= Texto de lectura =

Si la película hubiera tenido una duración normal, no habría sido tan potente el goce que provoca la ilusión mentada en esas casi cuatro horas. El final decepciona; pero miramos atrás y decimos “quién te quita lo bailado, o mejor: lo mirado”, lo contado. Valió la pena. En esto Llinás se relaciona, más que con cineastas, con escritores: su gesta de post-ficción tiene algo de Bolaño, o de la narración inverosímil de César Aira. 

El mejor símil que recuerdo es La experiencia sensible, novela de Fogwill que también plantea una situación de alto interés, llena de posibles tangentes y revelaciones (una familia bien posicionada viaja a Las Vegas en plena dictadura: ramificaciones en la actividad del padre, su posible contacto con las jerarquías militares, el erotismo de la niñera que llevan con ellos, los secretos del mundo del juego) para luego negarse a continuar la historia y ofrecer unas pocas, contundentes páginas sobre el significado de la aventura, el sentido de la historia y de la vida. Creo que por aquí pasa la propuesta de Llinás: devolver a un cine que agotó sus posibilidades narrativas y apuesta a la descripción como principal recurso, la posibilidad de contar historias, así sea al precio de escamotearles el último acto, para restituir al espectador –aunque sea por un rato- el goce primigenio de mirar y sorprenderse. En este sentido, su máquina desaforada de narrar no está muy lejos del David Lynch y de David Cronenberg. Como en sus films, el cierre de estas historias participa menos de una voluntad real de conclusión y más de un intento de dejarnos satisfechos con leves pinceladas de redención, puntos de concentración de sentido, o una canción amigable que nos compense por tanto rato de incertidumbre en la butaca.

Pero ¿qué es lo que tiene Llinás, qué es lo que tiene qué la hace tan atrapante? Es su capacidad para sorprender con tantos giros y estilos lo que la enriquece a medida que avanza. ¿Es un thriller? ¿Es un drama? Es todo eso y mucho más. Es también comedia y probablemente sus dosificadas cuotas de humor sean de lo mejor de la película. Desde hace mucho, no se podía uno encontrar con esa capacidad para hacer reír o sonreír con situaciones tan cotidianas y finas, al punto que la película llega a burlarse de sí misma. Pero lo más sorprendente de todo es su habilidad narrativa que se aferra a una narración omnisciente, calmada, precisa, que puede cambiar de voces en los momentos exactos sin que se pierda el interés y la relación personal con quien visiona. Hay mucha de esa narración en un libro como Operación Masacre de Rodolfo Walsh, que de seguro tiene que haber sido una influencia.

= Extracto de datos =
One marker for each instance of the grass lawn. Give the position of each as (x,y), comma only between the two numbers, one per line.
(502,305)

= Desafíos =
1/ Reescribe en forma de lista breve el párrafo del texto de lectura que comienza con «Si la película hubiera tenido» y conserva sus ideas principales.
2/ Transcribe sin cambios un fragmento del texto de lectura: empieza en las palabras "Pero ¿qué es" y detente después de "sido una influencia.".
Los datos constituyen un material aparte, independiente del texto de lectura.

= Resultados finales =
1/
- Con una duración normal, la película no habría provocado un goce tan potente como el que genera la ilusión sostenida durante casi cuatro horas.
- El final decepciona, pero lo mirado y lo contado compensan: valió la pena.
- En esto Llinás se vincula más con escritores que con cineastas, ya que su gesta de post-ficción recuerda a Bolaño o a la narración inverosímil de César Aira.

2/
Pero ¿qué es lo que tiene Llinás, qué es lo que tiene qué la hace tan atrapante? Es su capacidad para sorprender con tantos giros y estilos lo que la enriquece a medida que avanza. ¿Es un thriller? ¿Es un drama? Es todo eso y mucho más. Es también comedia y probablemente sus dosificadas cuotas de humor sean de lo mejor de la película. Desde hace mucho, no se podía uno encontrar con esa capacidad para hacer reír o sonreír con situaciones tan cotidianas y finas, al punto que la película llega a burlarse de sí misma. Pero lo más sorprendente de todo es su habilidad narrativa que se aferra a una narración omnisciente, calmada, precisa, que puede cambiar de voces en los momentos exactos sin que se pierda el interés y la relación personal con quien visiona. Hay mucha de esa narración en un libro como Operación Masacre de Rodolfo Walsh, que de seguro tiene que haber sido una influencia.